* BEGIN *

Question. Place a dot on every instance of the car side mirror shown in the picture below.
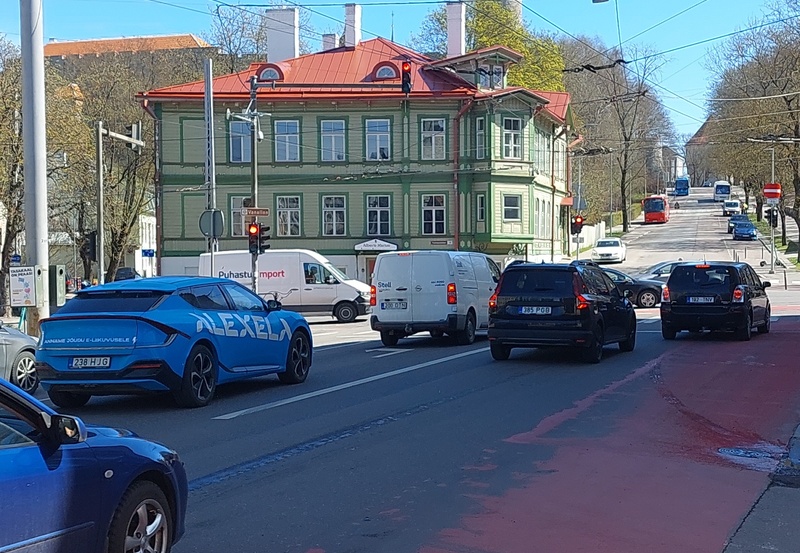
(67, 430)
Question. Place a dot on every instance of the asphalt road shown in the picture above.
(432, 447)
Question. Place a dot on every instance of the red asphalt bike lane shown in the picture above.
(653, 479)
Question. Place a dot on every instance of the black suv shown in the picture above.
(715, 295)
(538, 304)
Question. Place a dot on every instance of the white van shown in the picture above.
(435, 291)
(305, 281)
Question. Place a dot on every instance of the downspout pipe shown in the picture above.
(456, 168)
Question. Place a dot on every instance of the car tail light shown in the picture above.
(452, 296)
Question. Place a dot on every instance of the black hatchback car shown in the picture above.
(715, 295)
(538, 304)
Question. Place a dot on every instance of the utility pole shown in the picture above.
(35, 151)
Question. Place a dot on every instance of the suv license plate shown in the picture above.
(90, 363)
(529, 310)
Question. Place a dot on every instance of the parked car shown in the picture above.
(183, 335)
(609, 250)
(717, 295)
(660, 271)
(735, 219)
(745, 230)
(644, 293)
(18, 355)
(572, 305)
(441, 292)
(58, 485)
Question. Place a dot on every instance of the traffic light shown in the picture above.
(253, 236)
(263, 238)
(90, 245)
(406, 72)
(576, 224)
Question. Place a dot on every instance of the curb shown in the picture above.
(787, 473)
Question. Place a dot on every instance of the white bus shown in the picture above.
(722, 191)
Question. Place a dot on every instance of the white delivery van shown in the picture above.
(435, 291)
(305, 281)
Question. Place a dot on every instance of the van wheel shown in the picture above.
(467, 336)
(389, 339)
(346, 312)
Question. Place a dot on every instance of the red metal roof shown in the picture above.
(330, 69)
(129, 44)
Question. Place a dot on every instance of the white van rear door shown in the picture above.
(431, 275)
(392, 281)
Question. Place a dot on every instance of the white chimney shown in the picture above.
(456, 29)
(283, 34)
(330, 41)
(352, 24)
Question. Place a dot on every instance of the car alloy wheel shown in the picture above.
(298, 359)
(23, 372)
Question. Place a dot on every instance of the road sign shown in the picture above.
(255, 211)
(772, 190)
(212, 223)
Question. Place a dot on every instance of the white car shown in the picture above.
(608, 250)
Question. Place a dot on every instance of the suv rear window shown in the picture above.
(703, 277)
(112, 302)
(536, 280)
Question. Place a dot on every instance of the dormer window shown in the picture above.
(384, 71)
(270, 74)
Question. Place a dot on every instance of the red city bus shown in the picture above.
(656, 209)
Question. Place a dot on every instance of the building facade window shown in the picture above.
(334, 215)
(332, 139)
(378, 140)
(433, 214)
(433, 139)
(288, 215)
(239, 132)
(287, 141)
(480, 138)
(480, 204)
(378, 215)
(237, 218)
(512, 207)
(512, 138)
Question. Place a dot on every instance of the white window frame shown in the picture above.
(433, 138)
(287, 143)
(334, 215)
(332, 141)
(239, 132)
(512, 138)
(289, 216)
(438, 214)
(380, 212)
(509, 209)
(377, 140)
(480, 138)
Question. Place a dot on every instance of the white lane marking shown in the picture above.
(346, 385)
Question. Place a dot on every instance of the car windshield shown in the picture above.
(530, 282)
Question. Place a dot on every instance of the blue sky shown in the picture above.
(684, 77)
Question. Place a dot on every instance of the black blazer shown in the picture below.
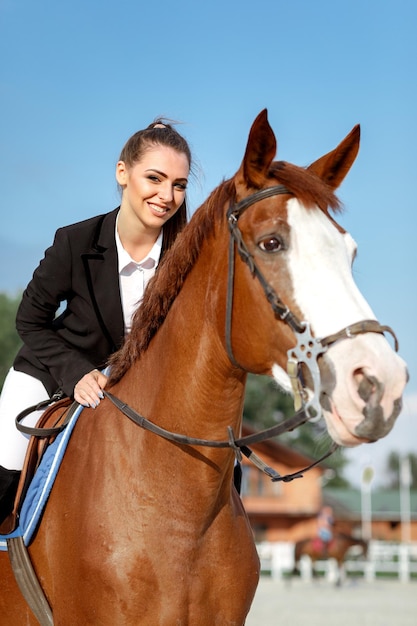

* END *

Objective: Arrange all the lines above as a numbered list, skipping any blank lines and leaving the pictures out.

Exercise result:
1. Question. Place a dot on every instance of the car side mirror shown in the picture below.
2. (67, 430)
3. Question. Place a dot on every instance of the asphalt road shown in the picture above.
4. (432, 447)
5. Question. Place a dot on every instance of the red asphalt bike lane shown in the picture above.
6. (653, 479)
7. Question. Place a dot on every instance of the black suv shown in the picture above.
8. (715, 295)
9. (538, 304)
10. Question. Place a dot on every instance of the white van shown in the picture above.
11. (435, 291)
12. (305, 281)
13. Question. Place a dot on every instance of the downspout pipe shown in the picture above.
14. (456, 168)
15. Question. Place a dot on every instance of the car tail light shown in the picture above.
16. (452, 296)
17. Question. Place a dot on every instance of the black hatchback car shown in the picture above.
18. (715, 295)
19. (538, 304)
20. Question. Place a dot on every instance of the utility pole shown in the picture above.
21. (35, 151)
22. Question. Place a dot on every instance of the suv license plate shown in the picture above.
23. (90, 363)
24. (529, 310)
25. Question. Place a dot on every instance of the parked car shown in the picture above.
26. (183, 335)
27. (609, 250)
28. (717, 295)
29. (660, 271)
30. (735, 219)
31. (745, 230)
32. (644, 293)
33. (18, 355)
34. (572, 305)
35. (441, 292)
36. (58, 485)
37. Question. Place a dot on every instance of the traffic light shown in the picture above.
38. (253, 236)
39. (263, 238)
40. (90, 245)
41. (406, 72)
42. (576, 224)
43. Question. Place a dot on every instance of the curb shown in the picture above.
44. (787, 473)
45. Question. Place a dot on every instance of the white bus shown in the picture above.
46. (722, 191)
47. Question. Place a dot on every instance of the white delivery van shown in the picture above.
48. (435, 291)
49. (305, 281)
50. Question. Place a dot on every instance of the van wheel shown in the picture above.
51. (467, 336)
52. (389, 339)
53. (346, 312)
54. Question. Place a dot on every instance of the red metal roof shown in the picture above.
55. (330, 69)
56. (129, 44)
57. Question. Place a dot on every instance of the white van rear door shown in the picture above.
58. (431, 275)
59. (392, 281)
60. Question. Place a dot on every instance of the white chimney shown in the picture above.
61. (456, 29)
62. (283, 34)
63. (330, 41)
64. (352, 24)
65. Question. Place a dot on every instance of the car alloy wheel shown in the picture above.
66. (298, 359)
67. (23, 372)
68. Question. Place a dot on every instance of the road sign shown in the picture above.
69. (255, 211)
70. (772, 190)
71. (212, 223)
72. Question. Place a dot on every instance of the white car shown in the picture above.
73. (608, 250)
74. Question. Place a dot on every instance of the suv rear window shown in the picture above.
75. (703, 277)
76. (112, 302)
77. (536, 280)
78. Question. Place a dot on every instance of the dormer window shown in the picture above.
79. (384, 71)
80. (270, 74)
81. Question. Place a dot on every instance of the red city bus shown in the picture above.
82. (656, 209)
83. Question. Place a dot on every instance of the building facade window shown in the picture above.
84. (334, 215)
85. (332, 139)
86. (378, 140)
87. (433, 214)
88. (433, 139)
89. (288, 215)
90. (239, 132)
91. (287, 141)
92. (480, 138)
93. (480, 204)
94. (378, 215)
95. (237, 218)
96. (512, 207)
97. (512, 138)
98. Question. Place a dot on every instance of the white window frame shown in the picture above.
99. (433, 138)
100. (287, 143)
101. (334, 215)
102. (332, 141)
103. (239, 132)
104. (512, 138)
105. (289, 216)
106. (438, 214)
107. (380, 212)
108. (509, 209)
109. (377, 140)
110. (480, 138)
111. Question. Place a dot on every instance of the white lane marking shown in the picture above.
112. (346, 385)
113. Question. Place a dot on every instance of the car windshield shown in the picture above.
114. (530, 282)
115. Question. Place a dot on every instance of the blue sky shown in the picture above.
116. (684, 77)
117. Question. Place a dot on every instance of the black blazer shown in the picture below.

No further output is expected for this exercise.